● Text excerpt:
— start —

# Wedding excitement??



## Loveimage (Oct 7, 2011)

Hi all,

Were you excited about your engagement and wedding? I'm finding I really can't get excited or enthusiastic about getting married in general! Other women seem so excited about it all. I don't even get excited about having kids. It upsets me because I keep wondering what the hell is wrong with me! I'm 33 and fiance is 39. We have been engaged for 7 months and haven't set a date yet.

Thanks


----------



## Gratitude (Feb 12, 2012)

I was excited about our engagement and wedding but we had been together for 6 years by then. I knew him inside and out, we were very sure about our future together. I was never a girl who planned her whole wedding from the age of 12 so the wedding arranging was more stressful than exciting, but I had my moments of dancing around the house. Lol.

What is it that you're not excited about? The actual wedding, or your future with this man?


----------



## that_girl (Jul 6, 2011)

I was super excited!! With my husband.

I have been engaged before and felt like you...I called it off.

Maybe he's not the one.


----------



## Enchantment (May 11, 2011)

Do you have anything in your life that really excites you?

Have you ever been an excitable person?

For some people, that is their general personality...I'm not an overly excitable person and have always been that way...but can definitely feel when things seem right for me. 

But... if it's this specific thing - this man, this marriage ... that doesn't excite you while other things in your life do and are fulfilling or this doesn't feel right to you ...then like that_girl said... you should consider whether he is the right one, or consider whether it's really the right time to be getting married.

Best wishes.


----------



## Mrs. T (Aug 5, 2011)

— end —

● Tasks:
**1.** Quote the wedding excitement thread from "Have you ever" to "be getting married.".
**2.** Write the next part of the wedding excitement thread, picking up right after its last line.

● Data listing:
— start —

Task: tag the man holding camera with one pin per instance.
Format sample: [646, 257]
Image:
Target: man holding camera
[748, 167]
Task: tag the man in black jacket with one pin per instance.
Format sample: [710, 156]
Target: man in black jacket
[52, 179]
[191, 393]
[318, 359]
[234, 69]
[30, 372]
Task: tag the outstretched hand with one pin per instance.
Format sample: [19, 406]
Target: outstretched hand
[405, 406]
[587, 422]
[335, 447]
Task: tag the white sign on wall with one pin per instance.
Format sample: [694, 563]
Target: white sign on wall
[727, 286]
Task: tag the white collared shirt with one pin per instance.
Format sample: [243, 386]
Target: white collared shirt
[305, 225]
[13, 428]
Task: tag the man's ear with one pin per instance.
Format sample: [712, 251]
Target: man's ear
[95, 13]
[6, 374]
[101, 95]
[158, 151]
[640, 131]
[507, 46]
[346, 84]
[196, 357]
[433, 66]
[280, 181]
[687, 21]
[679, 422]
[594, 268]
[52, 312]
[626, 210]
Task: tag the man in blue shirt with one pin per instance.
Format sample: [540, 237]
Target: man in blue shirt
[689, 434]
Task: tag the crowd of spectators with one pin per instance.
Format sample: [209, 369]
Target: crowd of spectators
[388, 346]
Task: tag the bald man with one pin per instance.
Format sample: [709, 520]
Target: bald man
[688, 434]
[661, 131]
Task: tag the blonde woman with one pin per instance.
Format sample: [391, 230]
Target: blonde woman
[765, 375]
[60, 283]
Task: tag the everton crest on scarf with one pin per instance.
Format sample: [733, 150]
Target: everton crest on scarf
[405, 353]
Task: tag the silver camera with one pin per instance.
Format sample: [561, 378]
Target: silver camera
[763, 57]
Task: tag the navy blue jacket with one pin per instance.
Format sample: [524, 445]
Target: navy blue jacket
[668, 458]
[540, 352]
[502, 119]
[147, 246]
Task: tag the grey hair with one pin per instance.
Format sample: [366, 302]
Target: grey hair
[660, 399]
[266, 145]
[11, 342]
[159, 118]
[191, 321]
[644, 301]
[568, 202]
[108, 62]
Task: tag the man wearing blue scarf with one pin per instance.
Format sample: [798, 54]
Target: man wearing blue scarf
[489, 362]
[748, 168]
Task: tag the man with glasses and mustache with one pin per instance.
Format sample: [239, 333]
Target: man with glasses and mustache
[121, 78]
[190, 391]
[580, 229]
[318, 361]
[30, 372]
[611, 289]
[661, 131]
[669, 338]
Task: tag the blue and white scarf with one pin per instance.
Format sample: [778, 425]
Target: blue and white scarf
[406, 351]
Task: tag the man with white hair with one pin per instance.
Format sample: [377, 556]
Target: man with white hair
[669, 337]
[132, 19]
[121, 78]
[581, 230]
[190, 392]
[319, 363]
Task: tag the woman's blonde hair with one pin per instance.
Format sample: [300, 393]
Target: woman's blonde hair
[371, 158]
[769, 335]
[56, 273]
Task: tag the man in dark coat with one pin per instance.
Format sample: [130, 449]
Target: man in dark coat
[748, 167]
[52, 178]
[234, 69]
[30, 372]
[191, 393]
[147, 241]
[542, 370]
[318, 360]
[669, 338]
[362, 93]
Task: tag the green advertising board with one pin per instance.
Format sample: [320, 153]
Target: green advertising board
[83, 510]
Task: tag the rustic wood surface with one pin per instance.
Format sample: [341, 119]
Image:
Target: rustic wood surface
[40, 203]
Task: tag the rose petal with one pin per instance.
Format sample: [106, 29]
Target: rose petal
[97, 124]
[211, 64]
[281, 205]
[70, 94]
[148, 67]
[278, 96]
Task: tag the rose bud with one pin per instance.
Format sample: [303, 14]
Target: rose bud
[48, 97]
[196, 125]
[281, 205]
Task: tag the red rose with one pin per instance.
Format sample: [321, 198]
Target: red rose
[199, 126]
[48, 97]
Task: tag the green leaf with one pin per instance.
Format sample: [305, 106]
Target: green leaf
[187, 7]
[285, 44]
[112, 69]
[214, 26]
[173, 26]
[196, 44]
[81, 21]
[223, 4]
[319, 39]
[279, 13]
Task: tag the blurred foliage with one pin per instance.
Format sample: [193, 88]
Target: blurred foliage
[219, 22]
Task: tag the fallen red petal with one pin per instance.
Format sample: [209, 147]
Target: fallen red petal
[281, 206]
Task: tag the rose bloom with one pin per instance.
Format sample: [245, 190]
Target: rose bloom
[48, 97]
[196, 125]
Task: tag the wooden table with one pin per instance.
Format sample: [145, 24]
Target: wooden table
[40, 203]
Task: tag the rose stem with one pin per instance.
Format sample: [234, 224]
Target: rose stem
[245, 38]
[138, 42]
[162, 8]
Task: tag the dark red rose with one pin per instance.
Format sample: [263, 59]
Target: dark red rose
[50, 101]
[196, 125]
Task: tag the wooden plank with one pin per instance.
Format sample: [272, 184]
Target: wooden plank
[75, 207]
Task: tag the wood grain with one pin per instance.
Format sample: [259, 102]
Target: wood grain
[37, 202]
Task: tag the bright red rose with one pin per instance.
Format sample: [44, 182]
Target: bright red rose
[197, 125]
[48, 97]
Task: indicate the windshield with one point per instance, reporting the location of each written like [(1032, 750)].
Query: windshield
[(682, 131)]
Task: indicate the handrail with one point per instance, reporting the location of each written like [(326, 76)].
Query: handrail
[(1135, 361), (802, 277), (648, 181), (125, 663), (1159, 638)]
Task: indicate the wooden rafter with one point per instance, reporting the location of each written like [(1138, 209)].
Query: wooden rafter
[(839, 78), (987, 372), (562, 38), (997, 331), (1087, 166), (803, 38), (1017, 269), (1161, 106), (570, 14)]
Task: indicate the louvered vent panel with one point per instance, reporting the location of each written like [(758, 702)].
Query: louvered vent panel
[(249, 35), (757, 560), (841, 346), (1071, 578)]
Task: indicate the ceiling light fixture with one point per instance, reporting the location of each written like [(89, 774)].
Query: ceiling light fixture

— end —

● Solved tasks:
**1.**
Have you ever been an excitable person?

For some people, that is their general personality...I'm not an overly excitable person and have always been that way...but can definitely feel when things seem right for me. 

But... if it's this specific thing - this man, this marriage ... that doesn't excite you while other things in your life do and are fulfilling or this doesn't feel right to you ...then like that_girl said... you should consider whether he is the right one, or consider whether it's really the right time to be getting married.

**2.**
My husband asked me to renew our vows several months ago. We are planning an event to include our friends and family who missed out the first time (we eloped). So much planning and organizing...and me in an elaborate white wedding dress...all the stuff I wanted to avoid when we eloped. But guess what? I am excited. I am proud and happy to stand in front of all the people I love and take him as my husband. I get butterflies in my stomach picking out the ceremony music and it took weeks to decide on the flowers and cake but what it it really boils down to is that no matter what I pick the day is going to be perfect because I love him so much. 
If you're not feeling this then maybe you need to look deep inside yourself and ask "Is this what I really want?"


----------



## norajane (Feb 7, 2012)

Why haven't you set a date yet? Maybe that is why you aren't excited - it doesn't feel real because you don't have a date for the wedding?


----------



## kag123 (Feb 6, 2012)

Honestly, I hated planning our wedding and really wasn't excited about the wedding day at all. It had nothing to do with my husband or my commitment to him, I am just not into the whole big spectacle thing. I would have been just as happy to elope, but our families wanted the big white wedding and my parents paid for moat of it, so it was really their party and we went along with it to make them happy. I remember sincerely enjoying the ceremony - the meaningful part - and pretty much being relieved when the rest of the hoopla was over that day.

Only you know whether being unexcited means something for you. I knew I wouldnt be excited about the wedding before we got engaged because I never liked weddings before that. I just didn't get it.
_Posted via Mobile Device_


----------



## that_girl (Jul 6, 2011)

norajane said:


> Why haven't you set a date yet? Maybe that is why you aren't excited - it doesn't feel real because you don't have a date for the wedding?


Or maybe subconsciously they don't want to get married.


----------



## SimplyAmorous (Nov 25, 2009)

I was very enthusiastic to plan every minute detail of my wedding, to making 3 different kinds of favors, getting the phone book in front of me, calling lists of places for prices, details...ideas dancing in my head... making lists, going shopping... I was Psyched ! 

It was MY Big day.... a day I will look back on for a lifetime, a landmark, the beginning of our familys journey... knowing I will re-live standing at that alter...for the rest of our lives, and share that day with our children, and theirs. 

I didn't want to forget any living thing , or have any stress... We were together for 8 yrs.... I knew he was the love of my life... I probably wasn't even thinking of him much during those months .... all my focus shifted on "the day".... but when it came.... it all flowed magicly .....it was all about US.....even though we were surrounded by family & friends.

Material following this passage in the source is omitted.